Your assignment: The records that follow must be repeated verbatim, every one of them.

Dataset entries
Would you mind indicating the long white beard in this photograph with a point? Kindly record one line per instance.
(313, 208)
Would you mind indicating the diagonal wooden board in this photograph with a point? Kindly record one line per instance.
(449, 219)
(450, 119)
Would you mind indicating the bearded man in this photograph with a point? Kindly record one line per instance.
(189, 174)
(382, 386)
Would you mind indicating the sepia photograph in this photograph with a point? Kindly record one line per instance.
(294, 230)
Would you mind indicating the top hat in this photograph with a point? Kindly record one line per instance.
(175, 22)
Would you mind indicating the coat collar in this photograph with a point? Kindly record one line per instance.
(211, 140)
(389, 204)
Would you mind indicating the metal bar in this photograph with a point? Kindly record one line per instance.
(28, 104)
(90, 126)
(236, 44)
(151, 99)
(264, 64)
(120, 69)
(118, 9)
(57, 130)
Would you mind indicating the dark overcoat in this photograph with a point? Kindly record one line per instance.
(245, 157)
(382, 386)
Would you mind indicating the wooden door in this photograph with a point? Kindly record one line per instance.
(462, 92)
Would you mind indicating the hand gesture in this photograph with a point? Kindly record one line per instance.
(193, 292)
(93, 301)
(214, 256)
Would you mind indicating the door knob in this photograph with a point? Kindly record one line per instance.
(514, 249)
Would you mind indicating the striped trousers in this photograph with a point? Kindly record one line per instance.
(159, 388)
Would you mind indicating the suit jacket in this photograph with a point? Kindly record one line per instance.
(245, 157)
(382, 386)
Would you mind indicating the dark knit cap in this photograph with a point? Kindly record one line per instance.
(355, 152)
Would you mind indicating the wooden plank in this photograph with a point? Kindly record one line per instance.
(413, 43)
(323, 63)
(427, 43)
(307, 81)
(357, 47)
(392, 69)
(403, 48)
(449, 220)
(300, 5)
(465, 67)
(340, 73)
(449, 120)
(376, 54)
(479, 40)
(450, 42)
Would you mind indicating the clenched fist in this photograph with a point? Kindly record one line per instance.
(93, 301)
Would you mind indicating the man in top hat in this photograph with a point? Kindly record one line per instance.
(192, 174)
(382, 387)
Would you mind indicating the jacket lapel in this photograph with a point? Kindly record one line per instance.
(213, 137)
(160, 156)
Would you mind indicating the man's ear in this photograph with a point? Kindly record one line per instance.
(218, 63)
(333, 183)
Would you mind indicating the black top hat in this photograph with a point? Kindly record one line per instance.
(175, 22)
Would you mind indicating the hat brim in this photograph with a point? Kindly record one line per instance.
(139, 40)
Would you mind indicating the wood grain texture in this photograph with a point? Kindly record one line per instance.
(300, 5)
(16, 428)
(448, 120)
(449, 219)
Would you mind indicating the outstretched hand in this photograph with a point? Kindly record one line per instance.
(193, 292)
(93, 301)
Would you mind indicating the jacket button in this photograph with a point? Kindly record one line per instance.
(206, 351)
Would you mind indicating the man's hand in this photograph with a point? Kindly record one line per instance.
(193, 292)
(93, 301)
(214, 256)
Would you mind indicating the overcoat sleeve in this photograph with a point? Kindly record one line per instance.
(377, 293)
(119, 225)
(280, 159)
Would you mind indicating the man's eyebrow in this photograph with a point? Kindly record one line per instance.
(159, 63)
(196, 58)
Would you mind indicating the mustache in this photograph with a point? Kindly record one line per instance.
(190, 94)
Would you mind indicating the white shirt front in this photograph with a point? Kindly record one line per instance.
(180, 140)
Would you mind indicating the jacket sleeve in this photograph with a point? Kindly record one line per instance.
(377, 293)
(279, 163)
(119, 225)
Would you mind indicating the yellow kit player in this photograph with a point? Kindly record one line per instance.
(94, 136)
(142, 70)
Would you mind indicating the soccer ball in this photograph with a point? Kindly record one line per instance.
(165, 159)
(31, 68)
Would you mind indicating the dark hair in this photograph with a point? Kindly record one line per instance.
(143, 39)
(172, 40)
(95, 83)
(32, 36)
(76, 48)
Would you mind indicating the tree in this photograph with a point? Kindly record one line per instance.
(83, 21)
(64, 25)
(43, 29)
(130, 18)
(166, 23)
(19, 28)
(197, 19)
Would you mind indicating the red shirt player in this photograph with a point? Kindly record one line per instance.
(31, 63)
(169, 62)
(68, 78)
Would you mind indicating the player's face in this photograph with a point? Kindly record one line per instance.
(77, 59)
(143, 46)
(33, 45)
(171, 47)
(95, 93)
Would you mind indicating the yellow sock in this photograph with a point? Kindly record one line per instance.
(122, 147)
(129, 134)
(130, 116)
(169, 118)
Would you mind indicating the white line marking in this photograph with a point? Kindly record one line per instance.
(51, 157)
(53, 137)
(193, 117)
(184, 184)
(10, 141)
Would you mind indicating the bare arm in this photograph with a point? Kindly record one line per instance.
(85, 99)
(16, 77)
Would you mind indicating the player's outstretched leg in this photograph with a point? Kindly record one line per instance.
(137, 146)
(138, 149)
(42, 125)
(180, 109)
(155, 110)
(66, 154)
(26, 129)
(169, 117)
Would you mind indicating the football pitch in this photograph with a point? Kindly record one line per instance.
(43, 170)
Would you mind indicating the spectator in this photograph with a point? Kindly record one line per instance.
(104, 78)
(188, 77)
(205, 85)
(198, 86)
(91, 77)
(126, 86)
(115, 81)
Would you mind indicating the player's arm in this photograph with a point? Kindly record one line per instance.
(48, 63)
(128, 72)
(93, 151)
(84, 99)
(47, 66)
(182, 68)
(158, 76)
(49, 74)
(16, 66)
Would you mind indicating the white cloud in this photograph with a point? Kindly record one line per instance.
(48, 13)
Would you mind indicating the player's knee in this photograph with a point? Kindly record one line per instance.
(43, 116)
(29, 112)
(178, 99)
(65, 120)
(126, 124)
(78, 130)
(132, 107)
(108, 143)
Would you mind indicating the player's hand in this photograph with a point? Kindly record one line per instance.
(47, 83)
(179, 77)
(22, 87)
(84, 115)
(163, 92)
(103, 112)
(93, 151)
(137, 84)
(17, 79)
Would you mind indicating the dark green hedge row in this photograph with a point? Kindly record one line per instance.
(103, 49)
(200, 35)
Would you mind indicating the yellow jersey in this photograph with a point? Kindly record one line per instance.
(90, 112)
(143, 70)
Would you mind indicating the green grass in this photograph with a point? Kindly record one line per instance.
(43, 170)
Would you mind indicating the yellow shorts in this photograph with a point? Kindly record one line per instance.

Exercise answer:
Would you mind indicating the long white beard in this photograph with a point? Kindly record one line per instance.
(313, 208)
Would you mind indicating the diagonal wooden board in this photograph with a point? Kindly record one line per instance.
(449, 219)
(450, 119)
Would you mind indicating the bearded man in this photograph with a point? Kindly record one line per instance.
(189, 174)
(382, 386)
Would you mind indicating the sepia photograph in this photograph with a point? Kindly record one line per instance.
(294, 230)
Would you mind indicating the top hat in this photograph with a point? Kindly record one line per instance.
(175, 22)
Would you mind indicating the coat collar in this photograph with a point? Kindly record one line per instance.
(211, 140)
(389, 204)
Would you mind indicating the metal bar in this photograph with a point? Kindly record one line per instance.
(28, 104)
(90, 126)
(236, 44)
(151, 99)
(264, 64)
(120, 69)
(118, 9)
(57, 130)
Would you mind indicating the dark overcoat in this photograph with a point? Kindly record one line per instance.
(245, 157)
(382, 386)
Would you mind indicating the wooden door in this photograph with a point? Kindly record one line per instance.
(462, 92)
Would you mind indicating the hand gesture in this photograph with a point? Kindly record one line per instance.
(193, 292)
(93, 301)
(214, 256)
Would you mind indicating the door knob in this photograph with a point? Kindly record one line per instance.
(514, 249)
Would you mind indicating the striped trousers in this photograph with a point? Kindly record one line per instance.
(159, 388)
Would you mind indicating the suit jacket in this photograph with a point? Kindly record one line per instance.
(245, 157)
(382, 386)
Would you mind indicating the dark knit cap in this photograph with a point? Kindly record one line per instance.
(355, 152)
Would you mind indicating the wooden plank in this photograph with a point? Kindly record one line per instance.
(413, 43)
(323, 63)
(427, 43)
(307, 81)
(357, 47)
(392, 69)
(403, 48)
(449, 220)
(300, 5)
(465, 67)
(340, 73)
(449, 120)
(376, 54)
(479, 40)
(450, 42)
Would you mind indicating the clenched fist in this photograph with a point? Kindly record one line per instance.
(93, 301)
Would you mind indicating the man in top hat in this photograph with a point? Kindly record one line per instance.
(192, 174)
(382, 387)
Would you mind indicating the jacket lapel in this photograph with a point? Kindly record one line per instance.
(213, 137)
(160, 156)
Would you mind indicating the man's ear in this photograph with a point? Kindly record one line per instance.
(218, 63)
(333, 183)
Would you mind indicating the black top hat in this photograph with a point? Kindly record one line per instance.
(175, 22)
Would you mind indicating the hat brim in this photograph with a point? Kindly record one line per instance.
(139, 40)
Would you mind indicating the wood grain texture in this photograph with a point? Kindly record one line per instance.
(300, 5)
(16, 428)
(448, 120)
(449, 219)
Would you mind indicating the outstretched hand in this photograph with a point? Kindly record one line per instance.
(193, 292)
(93, 301)
Would you mind indicating the jacket button in this photograph with a point? Kindly record one line per instance.
(206, 351)
Would you mind indicating the man's hand in this photograph with a point? Kindly record one line per instance.
(193, 292)
(93, 301)
(214, 256)
Would you mind indicating the overcoat sleeve in this photograph with a point? Kindly record one line per instance.
(377, 293)
(119, 225)
(280, 159)
Would you mind indicating the man's eyebrow in this photograph with a point? Kindly record one line per instance.
(159, 63)
(196, 58)
Would you mind indicating the mustache in this photograph with a point? Kindly record one line per instance.
(190, 94)
Would you mind indicating the white shirt front in this photograph with a point? Kindly record one line per instance.
(180, 140)
Would you mind indicating the jacket sleeve in this photograph with a point? Kindly record one line per instance.
(377, 293)
(279, 163)
(119, 225)
Would you mind indicating the yellow kit player in this photograph with a point? Kindly record one line per instance.
(94, 136)
(142, 70)
Would you mind indicating the soccer ball in this photograph with a point? Kindly record one line per instance.
(165, 159)
(31, 68)
Would you mind indicating the dark hair in this photograph with a point? Kindly record one line per instance.
(143, 39)
(172, 40)
(95, 83)
(32, 36)
(76, 48)
Would you mind indicating the tree in this photograph with a point? Kindly record one line per instance.
(83, 21)
(64, 25)
(43, 29)
(130, 18)
(166, 23)
(19, 28)
(197, 19)
Would you mind indicating the red shirt player in this photograph with a point? Kindly record one line per instance.
(31, 63)
(169, 62)
(68, 78)
Would you mind indicating the player's face in this photograph with a point? Kindly record one line per instance.
(77, 59)
(143, 46)
(33, 45)
(171, 47)
(95, 93)
Would you mind indicating the yellow sock in this photograph with a point? Kindly record one line per instance.
(122, 147)
(129, 134)
(130, 116)
(169, 118)
Would you mind indicating the white line marking in this photograph with a point? Kindly record one line per instance.
(51, 157)
(53, 137)
(193, 117)
(184, 184)
(10, 141)
Would you mind indicating the bare arm in this photograph with a point? Kindly record one line per instance.
(85, 99)
(16, 77)
Would you mind indicating the player's outstretched leg in this photograph with a point? Kindly record one line per instance.
(137, 146)
(138, 149)
(42, 125)
(180, 109)
(155, 110)
(66, 154)
(26, 129)
(169, 117)
Would you mind indicating the football pitch in this photograph with a point? Kindly record one line per instance.
(43, 170)
Would you mind indicating the spectator in this photograph with a point? Kindly record one line per instance.
(104, 78)
(188, 77)
(205, 85)
(198, 86)
(91, 77)
(126, 86)
(115, 81)
Would you mind indicating the player's arm in this photograph with a point? Kindly record one line per instance.
(48, 63)
(128, 72)
(93, 151)
(84, 99)
(47, 66)
(182, 68)
(158, 76)
(49, 74)
(16, 66)
Would you mind indicating the white cloud in this photograph with a point? Kindly record one line per instance.
(48, 13)
Would you mind indicating the player's knee in this photograph with a point? Kindly record one line per instance.
(43, 116)
(29, 112)
(178, 99)
(65, 120)
(126, 124)
(78, 130)
(132, 107)
(108, 143)
Would you mind indicating the player's hand in this photograph with a point? Kindly record one line per instance.
(47, 83)
(179, 77)
(22, 87)
(84, 115)
(163, 92)
(103, 112)
(93, 151)
(137, 84)
(17, 79)
Would you mind indicating the dark green hedge row in this photograph with a point? Kindly record one line per instance.
(103, 49)
(200, 35)
Would you mind indicating the yellow jersey in this photograph with a point? Kindly record one line per instance.
(90, 112)
(143, 70)
Would you mind indicating the green grass in this photograph with a point? Kindly record one line per instance.
(43, 170)
Would you mind indicating the yellow shorts in this photograph with a point? Kindly record one line per instance.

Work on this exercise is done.